Reproduce the material below from its start through the line holding "(112, 86), (141, 92)", inclusive, switching "small flame" to "bright flame" and changing nothing else. Leave the pictures out of your answer.

START Material provided

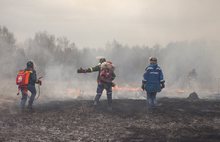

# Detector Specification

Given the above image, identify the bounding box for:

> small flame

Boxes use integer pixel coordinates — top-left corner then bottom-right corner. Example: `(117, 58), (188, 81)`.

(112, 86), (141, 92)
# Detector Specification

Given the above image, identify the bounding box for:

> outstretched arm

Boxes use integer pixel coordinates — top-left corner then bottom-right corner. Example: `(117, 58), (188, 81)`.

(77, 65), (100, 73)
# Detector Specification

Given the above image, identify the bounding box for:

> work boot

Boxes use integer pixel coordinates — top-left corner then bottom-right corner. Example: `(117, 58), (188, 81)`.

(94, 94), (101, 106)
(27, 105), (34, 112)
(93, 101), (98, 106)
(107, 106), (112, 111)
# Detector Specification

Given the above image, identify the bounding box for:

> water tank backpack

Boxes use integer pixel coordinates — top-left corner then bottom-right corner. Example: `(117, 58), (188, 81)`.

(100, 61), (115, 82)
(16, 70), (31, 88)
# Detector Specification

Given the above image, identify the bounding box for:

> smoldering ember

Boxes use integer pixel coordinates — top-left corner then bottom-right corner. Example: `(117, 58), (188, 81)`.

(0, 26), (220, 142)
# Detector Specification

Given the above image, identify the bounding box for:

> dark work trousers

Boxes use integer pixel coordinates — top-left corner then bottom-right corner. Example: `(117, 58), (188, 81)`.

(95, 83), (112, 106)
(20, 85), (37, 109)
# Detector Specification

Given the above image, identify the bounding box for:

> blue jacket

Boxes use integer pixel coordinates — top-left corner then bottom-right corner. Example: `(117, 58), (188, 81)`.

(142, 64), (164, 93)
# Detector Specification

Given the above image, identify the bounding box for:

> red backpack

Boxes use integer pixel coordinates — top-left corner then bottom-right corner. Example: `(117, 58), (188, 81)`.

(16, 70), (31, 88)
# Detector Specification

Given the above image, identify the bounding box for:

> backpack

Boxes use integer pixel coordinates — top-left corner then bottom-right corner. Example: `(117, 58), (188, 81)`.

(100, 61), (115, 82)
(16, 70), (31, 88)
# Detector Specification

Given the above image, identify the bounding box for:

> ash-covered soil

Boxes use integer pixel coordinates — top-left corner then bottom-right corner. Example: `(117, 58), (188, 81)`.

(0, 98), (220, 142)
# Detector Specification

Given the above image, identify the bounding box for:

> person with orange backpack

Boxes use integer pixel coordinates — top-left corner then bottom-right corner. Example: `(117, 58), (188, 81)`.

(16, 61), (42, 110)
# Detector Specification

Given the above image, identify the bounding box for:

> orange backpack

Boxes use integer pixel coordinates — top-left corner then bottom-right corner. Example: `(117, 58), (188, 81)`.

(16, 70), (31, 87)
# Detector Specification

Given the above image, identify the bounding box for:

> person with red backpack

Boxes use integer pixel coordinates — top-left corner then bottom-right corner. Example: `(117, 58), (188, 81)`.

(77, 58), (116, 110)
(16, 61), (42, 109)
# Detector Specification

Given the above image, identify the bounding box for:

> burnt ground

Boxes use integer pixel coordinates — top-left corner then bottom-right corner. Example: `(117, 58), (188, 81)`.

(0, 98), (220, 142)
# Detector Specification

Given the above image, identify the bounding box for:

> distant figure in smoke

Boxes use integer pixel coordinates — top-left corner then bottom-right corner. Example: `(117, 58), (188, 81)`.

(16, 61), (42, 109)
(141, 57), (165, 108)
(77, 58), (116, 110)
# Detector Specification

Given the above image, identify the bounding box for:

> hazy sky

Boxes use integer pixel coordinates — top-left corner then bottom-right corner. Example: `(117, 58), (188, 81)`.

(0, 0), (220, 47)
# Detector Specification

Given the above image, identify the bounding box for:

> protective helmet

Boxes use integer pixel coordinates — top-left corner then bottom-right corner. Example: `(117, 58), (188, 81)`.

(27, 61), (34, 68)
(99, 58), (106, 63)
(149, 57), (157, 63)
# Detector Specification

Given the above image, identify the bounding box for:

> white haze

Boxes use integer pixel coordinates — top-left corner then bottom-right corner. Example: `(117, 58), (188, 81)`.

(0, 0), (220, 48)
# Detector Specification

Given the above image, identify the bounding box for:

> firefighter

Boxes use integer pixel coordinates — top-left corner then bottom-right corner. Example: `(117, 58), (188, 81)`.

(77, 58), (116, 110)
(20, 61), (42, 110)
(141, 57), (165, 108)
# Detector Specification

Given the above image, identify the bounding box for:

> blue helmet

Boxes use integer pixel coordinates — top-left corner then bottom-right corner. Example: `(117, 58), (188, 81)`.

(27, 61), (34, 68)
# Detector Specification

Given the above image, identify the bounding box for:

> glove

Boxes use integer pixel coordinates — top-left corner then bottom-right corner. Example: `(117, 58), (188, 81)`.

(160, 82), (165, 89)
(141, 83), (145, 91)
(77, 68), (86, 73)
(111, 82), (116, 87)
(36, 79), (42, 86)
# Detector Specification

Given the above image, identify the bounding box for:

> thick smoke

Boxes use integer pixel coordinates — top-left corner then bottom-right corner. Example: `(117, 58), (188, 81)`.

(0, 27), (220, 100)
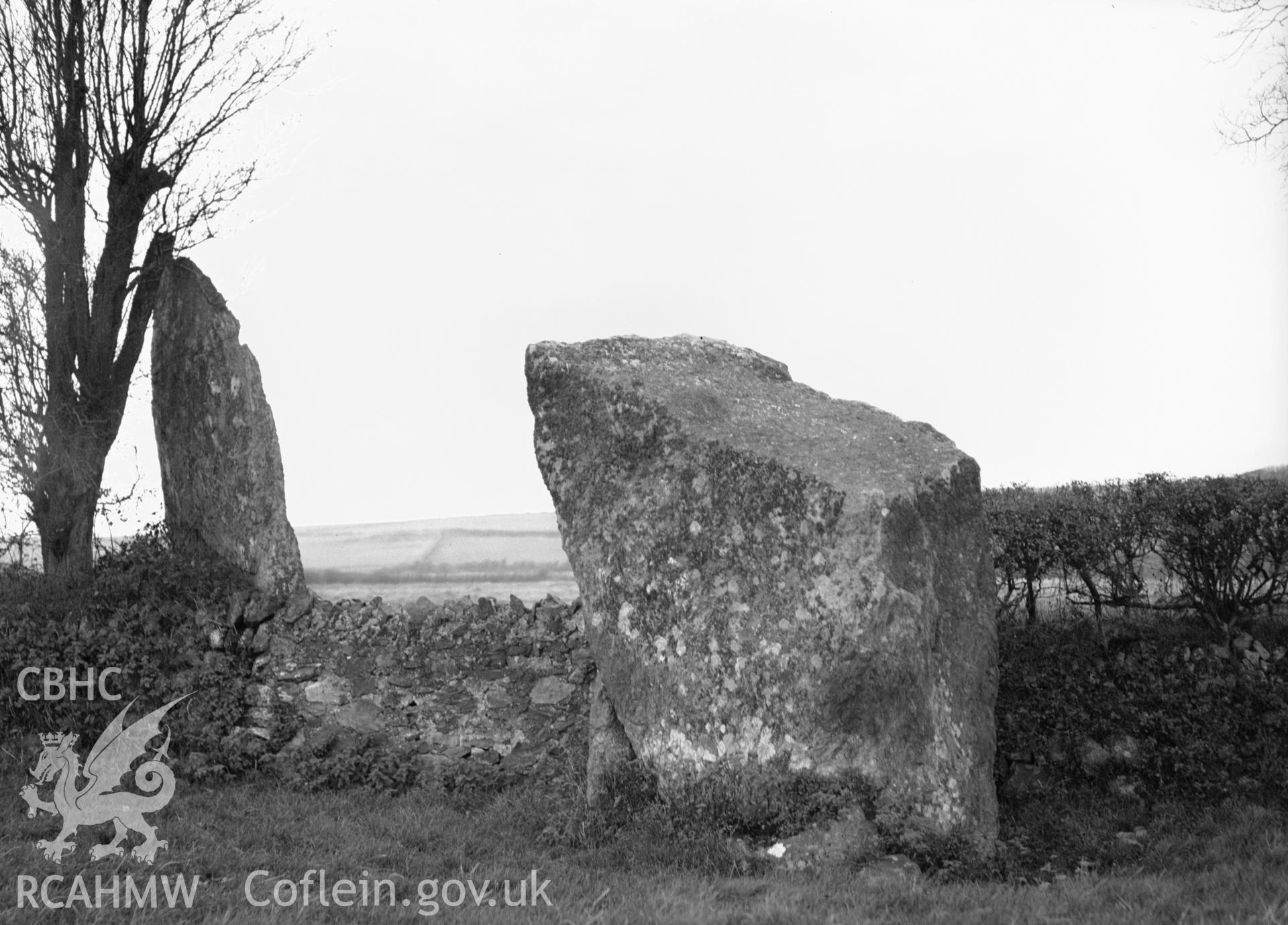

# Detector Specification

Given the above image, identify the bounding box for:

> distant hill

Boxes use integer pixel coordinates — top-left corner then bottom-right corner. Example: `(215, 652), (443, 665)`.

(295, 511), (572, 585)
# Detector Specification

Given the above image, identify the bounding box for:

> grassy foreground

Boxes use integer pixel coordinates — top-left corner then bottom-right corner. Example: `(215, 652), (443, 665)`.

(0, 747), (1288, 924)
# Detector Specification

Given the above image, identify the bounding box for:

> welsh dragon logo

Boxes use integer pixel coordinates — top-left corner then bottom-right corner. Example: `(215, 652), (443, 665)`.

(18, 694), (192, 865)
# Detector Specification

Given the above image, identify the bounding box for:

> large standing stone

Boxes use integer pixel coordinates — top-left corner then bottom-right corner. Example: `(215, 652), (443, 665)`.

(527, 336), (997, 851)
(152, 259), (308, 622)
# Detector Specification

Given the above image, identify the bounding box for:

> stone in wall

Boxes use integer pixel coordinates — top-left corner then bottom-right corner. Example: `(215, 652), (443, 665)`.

END Material provided

§ **Task response**
# Detector Specification

Given the above image, identify the bounding box for:

> bright flame

Boxes use integer pixel coordinates — top-left corner then bottom-right corner. Example: `(117, 58), (188, 81)`.

(112, 86), (141, 92)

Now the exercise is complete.